- [ОТРЫВОК ДЛЯ ЧТЕНИЯ]
★ ★ ★

Смерть, в конце концов, это лишь составляющая жизни, и хотя зачастую, под воздействием западной культуры, мы отстраняемся от нее, возможно, нам следовало бы ее принять и поблагодарить. Иногда, из лучших побуждений, мы стараемся оградить своих детей от суровой реальности, но на самом деле, нам стоит готовить их к тому, с чем им неизбежно предстоит в будущем столкнуться. Я знаю, что не все согласятся с подобной философией, но для меня было важно, чтобы мои дети находились там, чтобы они попрощались со своей бабушкой и чтобы потом, когда настанет моя очередь или очередь их отца, они знали, что могут держаться, как обычно, смеяться и шутить, и что мы предпочитаем слушать их смех и песни, а не рыдания. Возможно, некоторым покажется крайне неуважительным распевать «Белые скалы над Дувром» или «Кенни сбросил тетку вниз» у смертного одра собственной матери, но я уверена, что ей это понравилось.
Пропев весь мыслимый репертуар, мы совсем выбились из сил. За все это время мама ни разу не шевельнулась, но мы все равно держали ее за руку, смачивали губы и расчесывали волосы. Когда наступило время расставаться, мы не смогли удержаться от слез. Девочки с ней попрощались, и я попросила дать мне минутку с мамой наедине. Но поняла, что не могу произнести ни слова. Я не могла сказать, что люблю ее, что буду по ней скучать, не знала даже, как мне ее поблагодарить. Ни мама, ни отец никогда не говорили, что любят меня, хотя я всегда знала, что это так. Подобная сентиментальность была у нас в семье не в чести, и теперь произнести подобное было все равно что пойти наперекор всем семейным традициям, разрушить декорум, который всегда между нами царил. Кроме того, я боялась, что если это скажу, то начну рыдать и не смогу остановиться, а мне не хотелось, чтобы дочери видели меня такой. Ради них я должна была оставаться сильной.
Поэтому я просто сказала «прощай» и закрыла за собой дверь, оставив ее в одиночестве совершать последний путь. Об этом решении я сожалею больше всего. Будь моя воля, я вернулась бы назад и попрощалась бы с ней совсем по-другому. С другой стороны, возможно, останься я тогда в палате, она продолжала бы цепляться за жизнь – ради нас. Мне надо было ее отпустить, и я решила, что для этого должна уйти.

★ ★ ★

- [ИСХОДНЫЕ ДАННЫЕ]

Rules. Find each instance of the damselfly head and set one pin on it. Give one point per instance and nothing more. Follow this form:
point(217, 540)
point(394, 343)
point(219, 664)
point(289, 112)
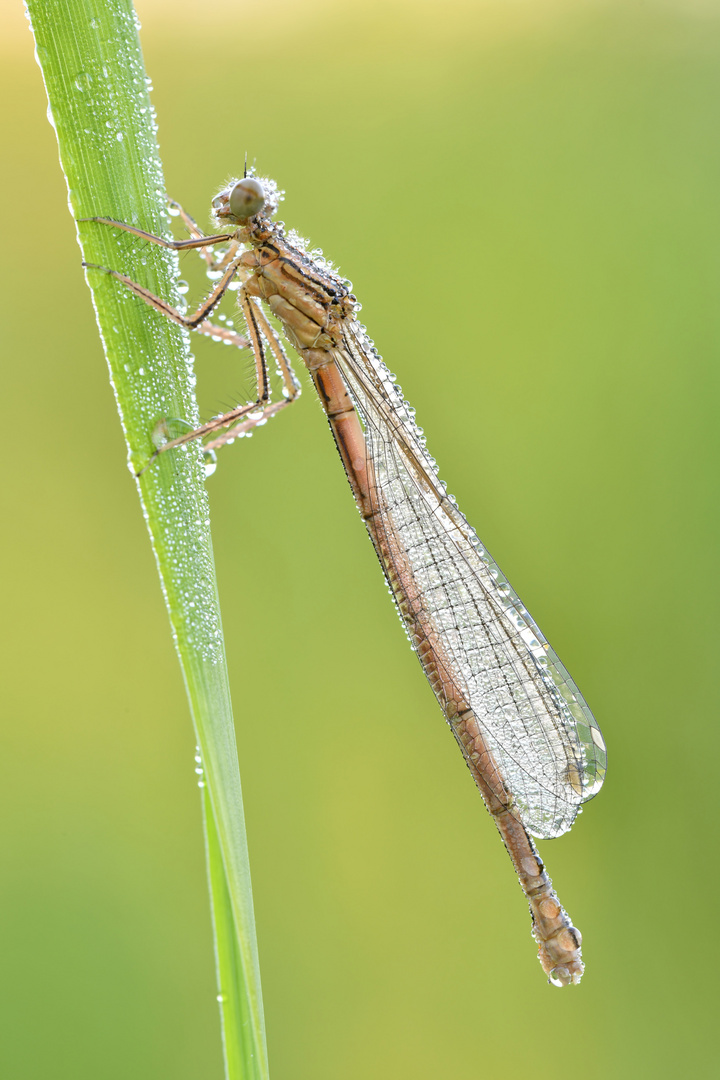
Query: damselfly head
point(241, 200)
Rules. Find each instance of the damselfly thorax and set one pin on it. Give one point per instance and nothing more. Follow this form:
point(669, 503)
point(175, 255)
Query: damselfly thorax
point(526, 733)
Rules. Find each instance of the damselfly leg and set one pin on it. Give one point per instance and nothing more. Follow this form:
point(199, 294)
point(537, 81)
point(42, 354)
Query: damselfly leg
point(261, 336)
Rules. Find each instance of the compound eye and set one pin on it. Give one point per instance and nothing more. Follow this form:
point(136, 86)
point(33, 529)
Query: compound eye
point(246, 198)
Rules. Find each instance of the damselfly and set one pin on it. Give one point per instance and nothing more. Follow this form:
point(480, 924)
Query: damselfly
point(527, 736)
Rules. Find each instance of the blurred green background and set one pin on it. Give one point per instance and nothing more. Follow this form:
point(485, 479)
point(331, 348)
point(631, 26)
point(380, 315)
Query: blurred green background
point(526, 198)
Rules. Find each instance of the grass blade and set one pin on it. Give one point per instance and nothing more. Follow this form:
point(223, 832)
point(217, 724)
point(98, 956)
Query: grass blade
point(92, 64)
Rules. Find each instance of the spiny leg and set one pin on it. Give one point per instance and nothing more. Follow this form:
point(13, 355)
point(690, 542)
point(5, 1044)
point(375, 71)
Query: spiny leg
point(195, 232)
point(176, 245)
point(244, 418)
point(199, 319)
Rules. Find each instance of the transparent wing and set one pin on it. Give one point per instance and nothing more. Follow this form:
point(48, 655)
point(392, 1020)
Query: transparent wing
point(543, 737)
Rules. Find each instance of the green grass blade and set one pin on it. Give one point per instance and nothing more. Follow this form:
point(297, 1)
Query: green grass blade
point(92, 64)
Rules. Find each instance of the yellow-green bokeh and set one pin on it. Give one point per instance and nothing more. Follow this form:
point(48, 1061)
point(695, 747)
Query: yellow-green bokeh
point(526, 199)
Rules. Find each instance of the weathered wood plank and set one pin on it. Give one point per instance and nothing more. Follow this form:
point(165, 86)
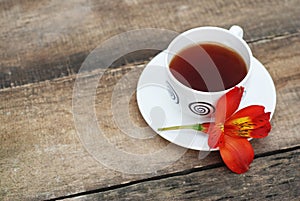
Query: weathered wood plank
point(49, 39)
point(41, 156)
point(275, 177)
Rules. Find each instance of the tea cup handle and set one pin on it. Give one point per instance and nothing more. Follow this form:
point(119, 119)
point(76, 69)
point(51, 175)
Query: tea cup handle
point(237, 30)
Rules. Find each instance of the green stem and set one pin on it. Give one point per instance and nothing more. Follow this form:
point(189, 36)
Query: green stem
point(197, 127)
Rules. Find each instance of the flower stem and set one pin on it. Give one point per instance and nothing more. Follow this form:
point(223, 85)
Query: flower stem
point(197, 127)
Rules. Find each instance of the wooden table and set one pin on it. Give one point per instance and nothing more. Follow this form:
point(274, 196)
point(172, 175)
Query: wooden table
point(43, 45)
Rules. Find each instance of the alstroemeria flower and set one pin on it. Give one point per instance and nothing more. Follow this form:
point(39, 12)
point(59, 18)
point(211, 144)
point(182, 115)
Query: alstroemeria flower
point(231, 130)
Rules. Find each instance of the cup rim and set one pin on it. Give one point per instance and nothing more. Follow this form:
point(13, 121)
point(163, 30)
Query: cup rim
point(171, 76)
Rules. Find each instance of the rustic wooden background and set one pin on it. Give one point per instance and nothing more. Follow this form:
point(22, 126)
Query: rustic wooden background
point(42, 46)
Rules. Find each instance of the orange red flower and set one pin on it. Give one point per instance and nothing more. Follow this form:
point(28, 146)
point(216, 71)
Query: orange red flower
point(231, 130)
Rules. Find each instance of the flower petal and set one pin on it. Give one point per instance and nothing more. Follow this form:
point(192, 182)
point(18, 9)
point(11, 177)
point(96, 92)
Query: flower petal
point(251, 121)
point(259, 132)
point(228, 104)
point(237, 153)
point(214, 134)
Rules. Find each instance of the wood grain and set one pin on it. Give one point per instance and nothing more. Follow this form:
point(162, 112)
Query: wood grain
point(271, 178)
point(50, 39)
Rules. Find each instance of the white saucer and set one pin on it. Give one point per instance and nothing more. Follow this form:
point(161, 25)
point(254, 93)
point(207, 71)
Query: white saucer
point(158, 108)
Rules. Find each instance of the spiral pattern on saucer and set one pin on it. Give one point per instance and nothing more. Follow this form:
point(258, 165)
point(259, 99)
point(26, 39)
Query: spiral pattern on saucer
point(172, 93)
point(201, 108)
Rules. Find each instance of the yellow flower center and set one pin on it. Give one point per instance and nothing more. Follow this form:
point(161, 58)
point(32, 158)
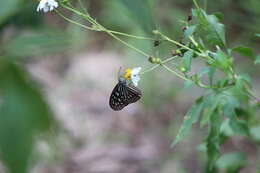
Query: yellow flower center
point(127, 74)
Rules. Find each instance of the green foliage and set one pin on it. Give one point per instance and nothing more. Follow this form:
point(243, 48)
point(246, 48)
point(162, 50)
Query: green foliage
point(190, 118)
point(24, 114)
point(209, 25)
point(232, 162)
point(244, 51)
point(224, 108)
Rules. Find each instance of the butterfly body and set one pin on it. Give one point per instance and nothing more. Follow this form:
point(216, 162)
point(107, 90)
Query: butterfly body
point(124, 94)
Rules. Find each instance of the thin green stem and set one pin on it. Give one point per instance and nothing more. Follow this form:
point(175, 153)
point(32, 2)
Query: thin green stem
point(133, 36)
point(92, 29)
point(196, 4)
point(157, 65)
point(94, 22)
point(205, 5)
point(72, 21)
point(174, 72)
point(198, 83)
point(181, 45)
point(82, 6)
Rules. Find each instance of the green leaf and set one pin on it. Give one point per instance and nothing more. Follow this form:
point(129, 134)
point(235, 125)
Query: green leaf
point(255, 133)
point(238, 126)
point(211, 29)
point(244, 51)
point(187, 60)
point(210, 104)
point(232, 162)
point(37, 43)
point(221, 61)
point(213, 140)
point(190, 118)
point(24, 114)
point(189, 31)
point(257, 60)
point(141, 11)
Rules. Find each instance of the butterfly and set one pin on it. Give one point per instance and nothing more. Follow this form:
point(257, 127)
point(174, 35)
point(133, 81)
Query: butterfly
point(124, 94)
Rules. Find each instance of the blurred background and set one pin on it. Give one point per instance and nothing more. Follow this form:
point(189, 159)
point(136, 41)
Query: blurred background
point(57, 77)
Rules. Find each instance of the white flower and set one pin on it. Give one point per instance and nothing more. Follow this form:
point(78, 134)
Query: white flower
point(47, 5)
point(135, 75)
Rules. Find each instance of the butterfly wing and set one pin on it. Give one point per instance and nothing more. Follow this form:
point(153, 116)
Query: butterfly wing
point(122, 95)
point(133, 94)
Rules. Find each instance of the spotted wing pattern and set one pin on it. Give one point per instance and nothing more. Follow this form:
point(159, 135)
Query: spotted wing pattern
point(122, 95)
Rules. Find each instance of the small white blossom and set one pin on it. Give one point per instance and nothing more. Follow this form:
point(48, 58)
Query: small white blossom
point(47, 5)
point(135, 75)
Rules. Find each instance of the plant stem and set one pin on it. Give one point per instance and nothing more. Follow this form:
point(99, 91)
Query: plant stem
point(82, 6)
point(196, 4)
point(91, 20)
point(157, 65)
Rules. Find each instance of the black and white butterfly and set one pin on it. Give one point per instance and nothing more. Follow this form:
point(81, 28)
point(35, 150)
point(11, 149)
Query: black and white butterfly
point(124, 94)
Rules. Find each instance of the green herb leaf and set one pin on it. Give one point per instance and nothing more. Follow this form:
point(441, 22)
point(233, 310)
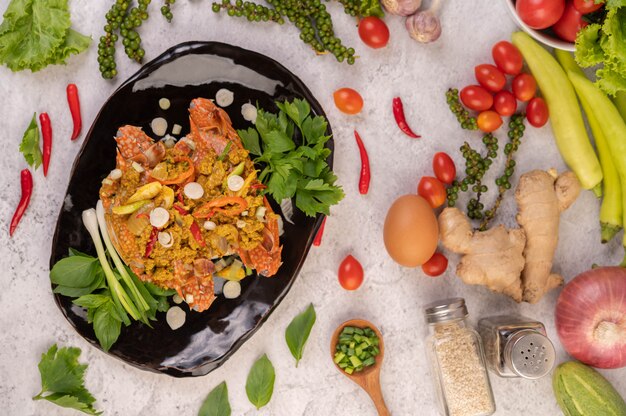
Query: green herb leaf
point(371, 8)
point(107, 324)
point(25, 45)
point(250, 140)
point(75, 271)
point(216, 403)
point(63, 378)
point(298, 331)
point(30, 143)
point(260, 382)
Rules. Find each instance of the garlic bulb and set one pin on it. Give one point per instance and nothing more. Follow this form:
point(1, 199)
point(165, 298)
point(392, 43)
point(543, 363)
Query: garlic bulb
point(401, 7)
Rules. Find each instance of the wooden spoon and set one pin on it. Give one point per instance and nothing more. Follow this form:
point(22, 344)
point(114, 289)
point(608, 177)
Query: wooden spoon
point(369, 378)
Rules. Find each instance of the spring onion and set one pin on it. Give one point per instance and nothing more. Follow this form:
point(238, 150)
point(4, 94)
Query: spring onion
point(356, 349)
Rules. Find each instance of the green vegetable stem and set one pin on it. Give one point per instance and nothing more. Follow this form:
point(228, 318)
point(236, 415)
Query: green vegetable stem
point(298, 331)
point(260, 382)
point(611, 211)
point(565, 115)
point(216, 403)
point(610, 122)
point(63, 380)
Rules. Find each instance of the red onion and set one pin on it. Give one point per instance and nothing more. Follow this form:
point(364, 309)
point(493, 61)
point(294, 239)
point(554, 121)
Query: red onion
point(591, 317)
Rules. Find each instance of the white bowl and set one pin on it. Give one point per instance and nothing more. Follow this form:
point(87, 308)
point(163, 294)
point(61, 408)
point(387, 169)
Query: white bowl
point(540, 36)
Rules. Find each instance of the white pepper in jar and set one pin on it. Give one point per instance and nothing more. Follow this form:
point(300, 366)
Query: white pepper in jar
point(457, 360)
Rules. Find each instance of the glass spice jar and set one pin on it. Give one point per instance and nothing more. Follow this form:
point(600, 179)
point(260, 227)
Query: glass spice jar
point(457, 359)
point(516, 346)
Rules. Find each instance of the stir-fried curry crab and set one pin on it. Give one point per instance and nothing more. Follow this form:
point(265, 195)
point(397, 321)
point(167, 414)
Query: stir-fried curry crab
point(171, 211)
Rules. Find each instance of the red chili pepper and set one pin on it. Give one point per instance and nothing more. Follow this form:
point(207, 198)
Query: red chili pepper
point(26, 180)
point(197, 234)
point(46, 131)
point(181, 210)
point(318, 237)
point(74, 102)
point(151, 241)
point(364, 180)
point(398, 113)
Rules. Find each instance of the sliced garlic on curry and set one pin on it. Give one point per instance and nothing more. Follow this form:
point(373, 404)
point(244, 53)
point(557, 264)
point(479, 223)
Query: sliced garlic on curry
point(193, 190)
point(159, 217)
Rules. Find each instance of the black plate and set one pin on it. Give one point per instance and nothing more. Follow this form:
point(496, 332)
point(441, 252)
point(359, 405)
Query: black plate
point(207, 339)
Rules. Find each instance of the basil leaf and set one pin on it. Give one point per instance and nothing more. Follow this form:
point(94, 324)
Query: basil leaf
point(216, 403)
point(107, 325)
point(260, 382)
point(75, 271)
point(298, 331)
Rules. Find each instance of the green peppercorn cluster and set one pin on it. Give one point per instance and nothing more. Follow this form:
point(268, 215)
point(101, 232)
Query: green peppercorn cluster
point(166, 9)
point(476, 165)
point(309, 16)
point(125, 19)
point(466, 121)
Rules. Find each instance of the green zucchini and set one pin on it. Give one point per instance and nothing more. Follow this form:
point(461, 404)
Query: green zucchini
point(582, 391)
point(565, 115)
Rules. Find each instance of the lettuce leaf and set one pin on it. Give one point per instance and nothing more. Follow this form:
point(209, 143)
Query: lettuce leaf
point(36, 33)
point(606, 44)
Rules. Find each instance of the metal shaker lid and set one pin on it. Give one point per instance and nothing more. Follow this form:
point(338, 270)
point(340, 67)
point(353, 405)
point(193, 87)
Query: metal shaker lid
point(529, 354)
point(446, 310)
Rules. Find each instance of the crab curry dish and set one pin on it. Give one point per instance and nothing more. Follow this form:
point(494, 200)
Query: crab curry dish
point(174, 211)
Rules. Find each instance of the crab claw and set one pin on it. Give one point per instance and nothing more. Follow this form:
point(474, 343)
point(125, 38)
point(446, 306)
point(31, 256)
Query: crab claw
point(265, 258)
point(211, 126)
point(133, 144)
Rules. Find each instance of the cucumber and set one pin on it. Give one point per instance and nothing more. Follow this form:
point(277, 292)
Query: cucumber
point(566, 118)
point(582, 391)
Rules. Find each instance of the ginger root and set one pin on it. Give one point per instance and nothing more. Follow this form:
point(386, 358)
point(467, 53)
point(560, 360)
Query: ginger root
point(516, 262)
point(493, 258)
point(541, 197)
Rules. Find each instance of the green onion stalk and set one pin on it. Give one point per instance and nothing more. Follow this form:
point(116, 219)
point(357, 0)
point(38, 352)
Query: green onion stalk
point(120, 297)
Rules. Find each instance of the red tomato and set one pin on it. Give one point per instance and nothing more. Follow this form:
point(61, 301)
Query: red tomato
point(432, 190)
point(505, 103)
point(540, 14)
point(507, 57)
point(350, 273)
point(444, 168)
point(374, 32)
point(489, 121)
point(524, 87)
point(587, 6)
point(348, 100)
point(490, 77)
point(569, 24)
point(476, 98)
point(537, 112)
point(437, 264)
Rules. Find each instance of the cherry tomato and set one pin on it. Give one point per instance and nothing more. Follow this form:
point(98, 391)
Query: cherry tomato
point(437, 264)
point(505, 103)
point(476, 98)
point(540, 14)
point(507, 57)
point(587, 6)
point(489, 121)
point(524, 87)
point(490, 77)
point(432, 190)
point(444, 168)
point(350, 273)
point(537, 112)
point(374, 32)
point(569, 24)
point(348, 100)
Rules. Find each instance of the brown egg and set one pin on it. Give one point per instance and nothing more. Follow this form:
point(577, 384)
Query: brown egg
point(411, 231)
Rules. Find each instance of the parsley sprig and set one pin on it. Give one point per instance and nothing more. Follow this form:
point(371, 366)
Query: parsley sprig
point(291, 170)
point(63, 380)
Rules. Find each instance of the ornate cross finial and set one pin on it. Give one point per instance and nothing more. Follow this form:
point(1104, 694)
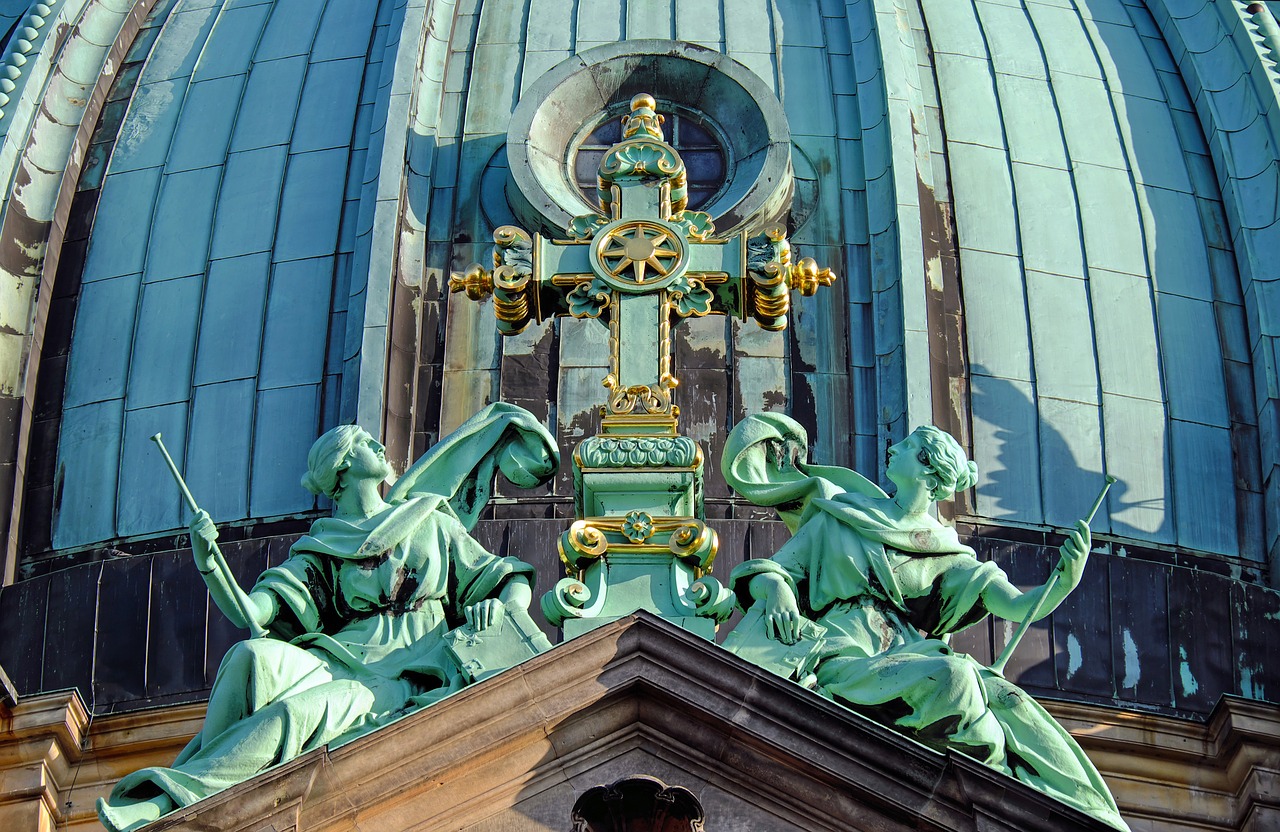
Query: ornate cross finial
point(639, 264)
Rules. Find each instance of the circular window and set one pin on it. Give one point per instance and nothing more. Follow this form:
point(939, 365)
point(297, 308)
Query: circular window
point(694, 137)
point(723, 119)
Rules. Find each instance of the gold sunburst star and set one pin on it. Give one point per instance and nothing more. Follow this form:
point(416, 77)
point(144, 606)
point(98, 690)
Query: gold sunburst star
point(641, 248)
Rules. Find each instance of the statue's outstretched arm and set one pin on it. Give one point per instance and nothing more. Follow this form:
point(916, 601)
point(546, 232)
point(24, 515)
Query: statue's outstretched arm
point(1005, 600)
point(461, 466)
point(225, 593)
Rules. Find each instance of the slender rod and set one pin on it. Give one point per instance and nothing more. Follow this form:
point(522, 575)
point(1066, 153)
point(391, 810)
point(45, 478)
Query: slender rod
point(999, 664)
point(215, 556)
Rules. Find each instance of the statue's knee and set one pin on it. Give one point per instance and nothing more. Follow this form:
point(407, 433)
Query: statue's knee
point(959, 684)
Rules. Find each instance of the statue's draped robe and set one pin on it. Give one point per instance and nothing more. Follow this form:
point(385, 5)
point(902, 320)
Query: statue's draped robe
point(275, 699)
point(877, 584)
point(364, 608)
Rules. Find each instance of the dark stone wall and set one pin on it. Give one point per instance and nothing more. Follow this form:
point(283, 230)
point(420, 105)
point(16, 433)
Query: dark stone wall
point(1155, 630)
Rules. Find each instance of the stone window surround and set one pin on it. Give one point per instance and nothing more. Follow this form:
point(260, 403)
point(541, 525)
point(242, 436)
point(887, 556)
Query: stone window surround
point(554, 109)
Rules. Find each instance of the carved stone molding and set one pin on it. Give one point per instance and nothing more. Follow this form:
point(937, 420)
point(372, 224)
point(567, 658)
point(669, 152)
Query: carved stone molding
point(638, 803)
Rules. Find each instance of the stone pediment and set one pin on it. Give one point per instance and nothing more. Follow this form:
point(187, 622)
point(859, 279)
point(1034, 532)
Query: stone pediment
point(638, 696)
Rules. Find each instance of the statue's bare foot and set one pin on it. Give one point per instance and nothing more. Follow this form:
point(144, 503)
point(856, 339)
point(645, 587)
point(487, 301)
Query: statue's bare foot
point(133, 816)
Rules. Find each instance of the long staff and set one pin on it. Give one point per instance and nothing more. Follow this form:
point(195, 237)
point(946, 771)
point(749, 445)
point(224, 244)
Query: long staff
point(999, 664)
point(215, 556)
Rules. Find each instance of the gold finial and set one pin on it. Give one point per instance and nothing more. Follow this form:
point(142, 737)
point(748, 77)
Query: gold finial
point(643, 118)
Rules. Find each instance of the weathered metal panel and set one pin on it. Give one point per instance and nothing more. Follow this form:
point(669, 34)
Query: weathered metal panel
point(219, 447)
point(164, 342)
point(146, 499)
point(280, 448)
point(88, 465)
point(231, 319)
point(179, 611)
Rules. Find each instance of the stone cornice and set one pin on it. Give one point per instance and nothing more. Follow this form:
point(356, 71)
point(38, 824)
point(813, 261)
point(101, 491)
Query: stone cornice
point(643, 686)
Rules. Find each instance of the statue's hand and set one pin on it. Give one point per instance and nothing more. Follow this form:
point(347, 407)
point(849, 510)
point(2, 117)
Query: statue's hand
point(782, 617)
point(204, 540)
point(1075, 552)
point(484, 615)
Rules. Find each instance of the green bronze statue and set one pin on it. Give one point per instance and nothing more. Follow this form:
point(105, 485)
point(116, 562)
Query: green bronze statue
point(362, 621)
point(858, 604)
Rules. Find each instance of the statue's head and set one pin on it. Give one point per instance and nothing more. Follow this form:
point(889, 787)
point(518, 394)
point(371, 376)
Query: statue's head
point(341, 449)
point(936, 458)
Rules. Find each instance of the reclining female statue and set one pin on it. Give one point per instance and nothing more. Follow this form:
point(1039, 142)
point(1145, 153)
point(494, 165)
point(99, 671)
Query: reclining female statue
point(356, 616)
point(887, 583)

★ ★ ★

Напишите продолжение отрывка о последнем прощании с мамой, начиная сразу после его последнего предложения.

Я только-только добралась до дома, когда, через два часа, мне позвонили из госпиталя и сообщили, что мама умерла. Когда это произошло? Что если она только и ждала, пока мы уедем, чтобы, наконец, уйти из жизни? Или еще некоторое время лежала в одиночестве, слушая тишину, воцарившуюся в палате? Может, она даже радовалась ей и тому, что прекратилось наше кошмарное пение? Правда, в этом я сомневаюсь. Находилась она в палате одна или с ней посидела какая-нибудь из сердобольных медсестер? Наверное, под воздействием морфина она просто тихо скончалась, ничего не заметив.
Точных ответов на мои вопросы нет и не может быть. Единственное, в чем я уверена, это что хоть ей и не выпало умереть у себя дома, в кругу семьи, как она наверняка бы хотела, мы постарались сделать для нее все, что могли. Я искренне надеюсь, что она это понимала. Какие бы планы мы не строили и каких бы обещаний не давали, болезнь и смерть порой решают за нас.
Находиться рядом с умирающим гораздо тяжелее, чем порой кажется. Вы можете дежурить возле его постели круглые сутки, но он испустит последний вздох, когда вы случайно задремлете или на минутку выйдете за кофе. Смерть следует собственному расписанию – не нашему.